→ **DOCUMENT SEGMENT**:
[Start]

Getting back to @Ex850R 's comment about towing a generator behind the car to avoid "charger queue anxiety" (as that's what we have now - "range anxiety" is a notion of the past!) I thought I'd go thru a few calculations to help enlighten.
#1: The Volvo (and all current EVs) have an onboard AC charger. For the Volvo, this can charge at a max of 32A/230V single phase (~7.3 kW), or 16A per phase on 230V 3-phase (~11 kW)
#2: DC Fast Charging utilises an external charging station and bypasses the car's onboard charger. The car communicates through the charge port and tells the charger how much current to feed into the batteries. For the Volvo, the max DC charge rate is 150 kW, and it tapers down as you approach full charge. I think we still saw about 45 kW at 75% SOC, which is pretty impressive. The typical DC fast chargers are 50 kW, 150 kW, and 350 kW. Using a 50 kW charger you'd basically charge at 50 kW for the whole charge duration up to ~75%. There's no point in charging up past 80% as the charge rate drops off pretty quick...you'd only charge to a high SOC if you had to due to the distance needed to make it to your next charge stop.

[End]

Image point annotation lines

[Start]

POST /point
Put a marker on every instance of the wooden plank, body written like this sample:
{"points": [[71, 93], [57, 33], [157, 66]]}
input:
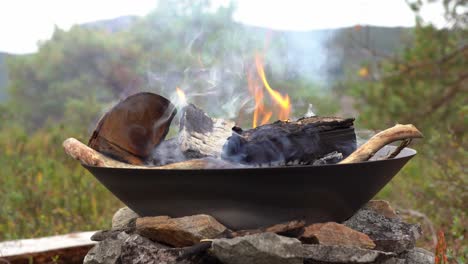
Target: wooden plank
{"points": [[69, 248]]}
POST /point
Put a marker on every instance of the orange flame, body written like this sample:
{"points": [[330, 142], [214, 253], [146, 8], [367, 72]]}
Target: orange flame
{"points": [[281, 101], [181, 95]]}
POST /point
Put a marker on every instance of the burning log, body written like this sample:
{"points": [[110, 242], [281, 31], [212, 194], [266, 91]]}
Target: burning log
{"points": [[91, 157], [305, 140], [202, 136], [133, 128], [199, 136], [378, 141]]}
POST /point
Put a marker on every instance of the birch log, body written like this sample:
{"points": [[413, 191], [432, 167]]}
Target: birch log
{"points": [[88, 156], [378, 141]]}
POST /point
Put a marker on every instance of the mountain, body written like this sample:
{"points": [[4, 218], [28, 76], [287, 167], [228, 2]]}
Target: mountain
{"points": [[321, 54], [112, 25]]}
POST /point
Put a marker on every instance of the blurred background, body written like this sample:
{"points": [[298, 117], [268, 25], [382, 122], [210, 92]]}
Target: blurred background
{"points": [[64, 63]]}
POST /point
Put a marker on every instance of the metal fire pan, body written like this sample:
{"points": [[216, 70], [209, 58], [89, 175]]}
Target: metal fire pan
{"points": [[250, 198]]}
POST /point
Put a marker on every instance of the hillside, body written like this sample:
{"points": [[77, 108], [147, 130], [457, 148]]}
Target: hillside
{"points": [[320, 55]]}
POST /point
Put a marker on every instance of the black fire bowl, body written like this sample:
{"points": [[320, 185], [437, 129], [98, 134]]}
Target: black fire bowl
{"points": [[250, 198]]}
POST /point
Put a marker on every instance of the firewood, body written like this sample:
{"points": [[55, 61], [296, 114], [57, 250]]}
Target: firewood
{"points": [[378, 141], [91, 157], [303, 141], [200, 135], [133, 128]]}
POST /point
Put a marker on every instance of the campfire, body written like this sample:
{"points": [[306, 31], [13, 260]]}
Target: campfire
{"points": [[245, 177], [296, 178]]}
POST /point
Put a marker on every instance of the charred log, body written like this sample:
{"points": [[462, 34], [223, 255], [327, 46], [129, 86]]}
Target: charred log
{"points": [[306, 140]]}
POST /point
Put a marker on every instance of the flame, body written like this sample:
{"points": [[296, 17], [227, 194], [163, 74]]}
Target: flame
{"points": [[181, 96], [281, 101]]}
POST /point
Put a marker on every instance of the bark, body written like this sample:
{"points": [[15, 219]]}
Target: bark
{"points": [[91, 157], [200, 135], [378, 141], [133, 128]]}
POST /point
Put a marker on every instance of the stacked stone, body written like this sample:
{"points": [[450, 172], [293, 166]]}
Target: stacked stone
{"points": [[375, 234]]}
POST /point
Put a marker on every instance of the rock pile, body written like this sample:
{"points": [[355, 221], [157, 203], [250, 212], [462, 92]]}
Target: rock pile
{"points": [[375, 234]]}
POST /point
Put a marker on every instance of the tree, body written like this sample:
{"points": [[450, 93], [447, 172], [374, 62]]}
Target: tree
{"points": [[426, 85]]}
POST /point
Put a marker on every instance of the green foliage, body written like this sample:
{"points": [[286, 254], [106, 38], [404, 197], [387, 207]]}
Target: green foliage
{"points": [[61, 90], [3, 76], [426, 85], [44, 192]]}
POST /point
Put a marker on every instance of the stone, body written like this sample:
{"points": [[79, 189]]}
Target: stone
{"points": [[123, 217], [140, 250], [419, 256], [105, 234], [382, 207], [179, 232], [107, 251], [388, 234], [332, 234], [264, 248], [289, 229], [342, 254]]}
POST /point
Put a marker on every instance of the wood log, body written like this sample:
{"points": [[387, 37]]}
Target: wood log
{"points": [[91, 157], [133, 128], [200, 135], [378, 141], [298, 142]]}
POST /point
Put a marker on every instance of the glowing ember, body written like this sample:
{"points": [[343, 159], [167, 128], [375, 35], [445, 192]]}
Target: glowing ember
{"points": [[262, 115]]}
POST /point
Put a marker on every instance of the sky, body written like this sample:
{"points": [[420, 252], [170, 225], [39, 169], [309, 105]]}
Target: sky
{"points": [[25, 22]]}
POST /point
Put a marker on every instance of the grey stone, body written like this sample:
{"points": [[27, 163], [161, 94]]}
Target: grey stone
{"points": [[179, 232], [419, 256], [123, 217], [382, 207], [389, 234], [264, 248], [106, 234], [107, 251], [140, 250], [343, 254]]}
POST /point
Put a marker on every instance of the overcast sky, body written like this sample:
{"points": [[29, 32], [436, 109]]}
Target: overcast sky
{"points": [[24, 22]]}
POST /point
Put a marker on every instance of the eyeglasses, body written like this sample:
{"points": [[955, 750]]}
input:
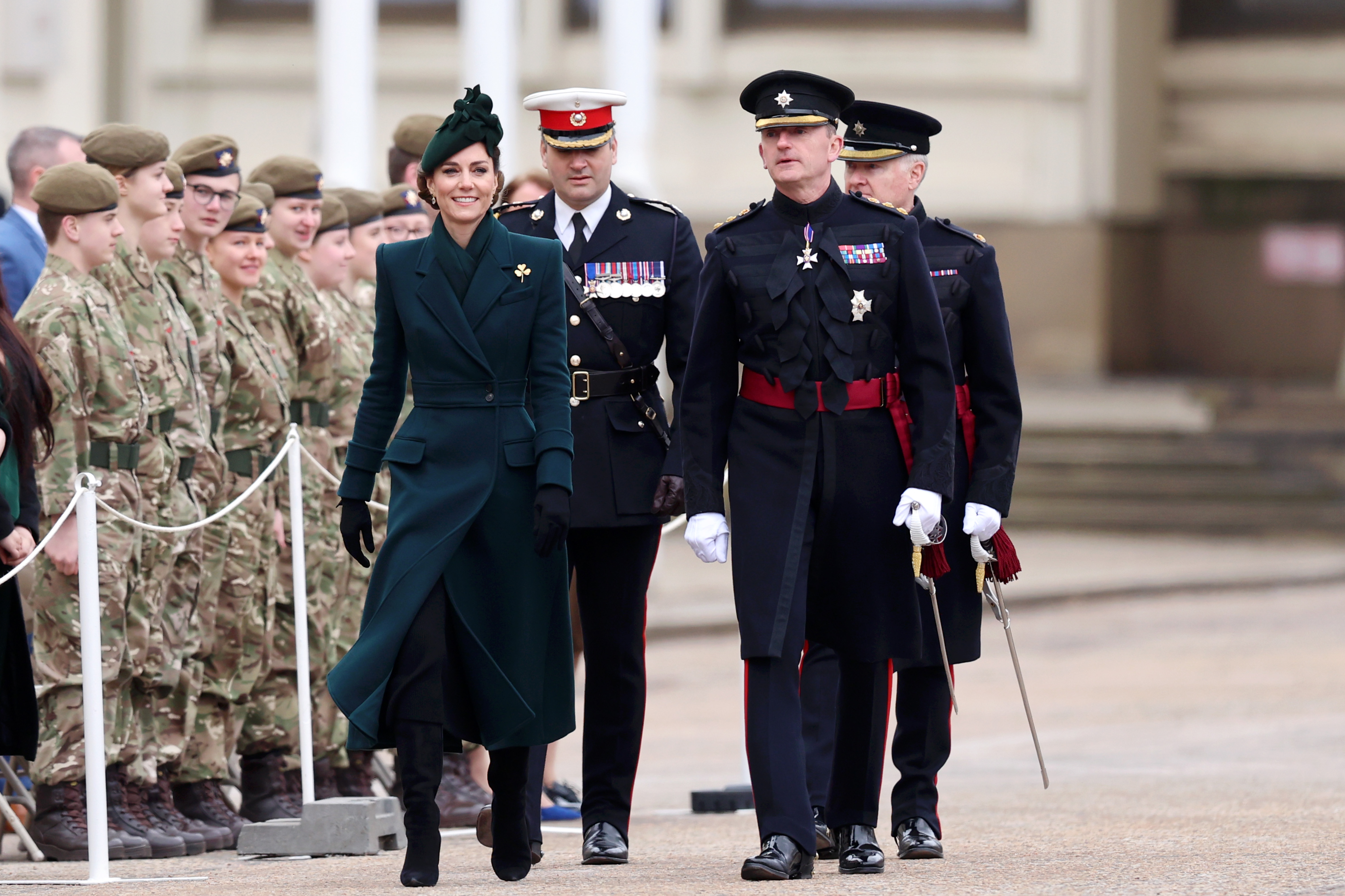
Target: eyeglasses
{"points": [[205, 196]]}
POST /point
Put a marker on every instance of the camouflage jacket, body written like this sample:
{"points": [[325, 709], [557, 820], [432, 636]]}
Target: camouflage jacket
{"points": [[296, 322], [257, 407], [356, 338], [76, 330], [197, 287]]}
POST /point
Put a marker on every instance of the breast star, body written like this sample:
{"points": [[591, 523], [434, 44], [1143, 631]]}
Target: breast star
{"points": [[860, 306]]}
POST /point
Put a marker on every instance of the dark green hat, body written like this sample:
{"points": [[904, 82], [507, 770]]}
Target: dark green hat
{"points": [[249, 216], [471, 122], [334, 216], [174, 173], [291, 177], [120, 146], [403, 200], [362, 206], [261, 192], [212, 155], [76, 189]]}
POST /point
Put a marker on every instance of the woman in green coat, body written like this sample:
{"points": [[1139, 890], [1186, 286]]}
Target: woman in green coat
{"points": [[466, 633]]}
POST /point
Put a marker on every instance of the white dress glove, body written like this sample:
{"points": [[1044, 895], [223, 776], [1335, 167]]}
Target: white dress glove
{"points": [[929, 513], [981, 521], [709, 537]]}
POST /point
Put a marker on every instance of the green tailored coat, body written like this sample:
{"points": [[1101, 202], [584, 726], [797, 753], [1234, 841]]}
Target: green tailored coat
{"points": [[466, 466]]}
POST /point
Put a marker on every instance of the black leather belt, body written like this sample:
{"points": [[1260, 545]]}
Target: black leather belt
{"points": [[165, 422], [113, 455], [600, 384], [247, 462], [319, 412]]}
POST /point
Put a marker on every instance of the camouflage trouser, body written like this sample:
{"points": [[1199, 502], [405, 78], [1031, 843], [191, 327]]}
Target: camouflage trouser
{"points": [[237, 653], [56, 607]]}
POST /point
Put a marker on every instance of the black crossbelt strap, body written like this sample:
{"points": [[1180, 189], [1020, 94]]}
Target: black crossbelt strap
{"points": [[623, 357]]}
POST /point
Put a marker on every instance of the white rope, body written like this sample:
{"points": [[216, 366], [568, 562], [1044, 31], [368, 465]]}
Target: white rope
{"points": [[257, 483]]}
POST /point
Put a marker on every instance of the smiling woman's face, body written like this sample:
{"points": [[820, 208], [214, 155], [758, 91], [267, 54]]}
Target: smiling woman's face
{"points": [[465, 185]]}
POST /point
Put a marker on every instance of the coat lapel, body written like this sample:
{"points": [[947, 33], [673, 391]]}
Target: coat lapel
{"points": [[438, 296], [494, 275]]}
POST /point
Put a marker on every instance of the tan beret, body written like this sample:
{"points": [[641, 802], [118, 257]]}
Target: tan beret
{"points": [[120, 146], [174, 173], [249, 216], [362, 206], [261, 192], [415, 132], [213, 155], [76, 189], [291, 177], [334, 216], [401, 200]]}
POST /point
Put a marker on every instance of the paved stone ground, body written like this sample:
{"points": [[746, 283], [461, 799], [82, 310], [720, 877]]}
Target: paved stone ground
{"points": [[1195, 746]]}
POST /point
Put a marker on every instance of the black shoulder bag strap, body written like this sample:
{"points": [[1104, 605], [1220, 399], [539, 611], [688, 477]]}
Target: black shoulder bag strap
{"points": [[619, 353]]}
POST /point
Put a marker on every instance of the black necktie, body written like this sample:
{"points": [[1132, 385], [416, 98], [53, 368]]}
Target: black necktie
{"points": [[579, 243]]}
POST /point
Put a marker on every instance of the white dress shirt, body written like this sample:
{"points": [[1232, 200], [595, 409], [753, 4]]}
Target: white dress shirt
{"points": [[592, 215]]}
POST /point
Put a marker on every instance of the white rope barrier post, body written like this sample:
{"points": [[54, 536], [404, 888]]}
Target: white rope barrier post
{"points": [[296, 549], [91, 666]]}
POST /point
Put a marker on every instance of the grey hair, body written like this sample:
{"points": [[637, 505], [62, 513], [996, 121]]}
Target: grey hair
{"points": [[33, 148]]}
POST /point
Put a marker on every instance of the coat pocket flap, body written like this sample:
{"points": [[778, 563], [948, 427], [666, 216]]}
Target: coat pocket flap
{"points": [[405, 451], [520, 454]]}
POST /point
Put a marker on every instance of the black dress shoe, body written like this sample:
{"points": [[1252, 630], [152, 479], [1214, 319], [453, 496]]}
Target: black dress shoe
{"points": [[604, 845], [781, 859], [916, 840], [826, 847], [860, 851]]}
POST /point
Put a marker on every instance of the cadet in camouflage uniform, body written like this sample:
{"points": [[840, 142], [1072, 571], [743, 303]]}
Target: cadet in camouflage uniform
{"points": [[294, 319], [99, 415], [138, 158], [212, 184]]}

[End]

According to the post about EV charging, what is the Volvo's maximum DC charge rate?

→ **EXPECTED OUTPUT**: 150 kW